• [EXERCISE PROMPT]: Retype everything in the FedML simulation text from "is used to initialize" down to "output_dim = fedml.data.load(args)", keeping it identical to the original.

## BEGIN GIVEN TEXT

The difference is that simulator = SimulatorMPI(args, device, dataset, model)
is used to initialize the model object, which means that MPI-based FL Simulator is used here for training
import fedml
from fedml.simulation import SimulatorMPI
if __name__ == "__main__":
# init FedML framework
args = fedml.init()
# init device
device = fedml.device.get_device(args)
# load data
dataset, output_dim = fedml.data.load(args)
# load model
model = fedml.model.create(args, output_dim)
# start training
simulator = SimulatorMPI(args, device, dataset, model)
simulator.run()
Custom data and model
The operation of this part is similar to the custom data and model part in example Simulate FL using a single process .
In this section we will present how to customize the dataset and model using FedML based on the Step by step example
and implement a stand-alone simulated version of the FedAvg algorithm.
First we still need to complete the first two cases step1 and step2, and then we can quickly implement the federation learning model training on the MNIST dataset with the following line of code for stand-alone simulation:
python torch_fedavg_mnist_lr_custum_data_and_model_example.py --cf fedml_config.yaml
The torch_fedavg_mnist_lr_custum_data_and_model_example.py
defines the
load_data(args)

## END GIVEN TEXT
## BEGIN RECORD EXCERPTS

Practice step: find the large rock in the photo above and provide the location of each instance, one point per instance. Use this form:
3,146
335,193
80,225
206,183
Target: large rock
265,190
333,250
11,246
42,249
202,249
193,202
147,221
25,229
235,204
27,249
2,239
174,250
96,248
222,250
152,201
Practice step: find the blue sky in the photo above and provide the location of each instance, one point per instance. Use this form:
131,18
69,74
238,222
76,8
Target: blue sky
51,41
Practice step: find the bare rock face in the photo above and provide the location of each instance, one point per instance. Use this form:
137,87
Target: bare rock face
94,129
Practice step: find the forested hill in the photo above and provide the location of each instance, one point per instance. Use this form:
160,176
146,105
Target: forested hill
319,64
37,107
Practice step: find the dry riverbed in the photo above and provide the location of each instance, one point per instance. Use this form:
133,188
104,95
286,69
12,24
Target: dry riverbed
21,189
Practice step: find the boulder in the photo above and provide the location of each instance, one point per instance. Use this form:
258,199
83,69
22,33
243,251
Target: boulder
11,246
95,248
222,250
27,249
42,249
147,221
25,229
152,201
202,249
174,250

## END RECORD EXCERPTS

• [FULL RESPONSE]:
is used to initialize the model object, which means that MPI-based FL Simulator is used here for training
import fedml
from fedml.simulation import SimulatorMPI
if __name__ == "__main__":
# init FedML framework
args = fedml.init()
# init device
device = fedml.device.get_device(args)
# load data
dataset, output_dim = fedml.data.load(args)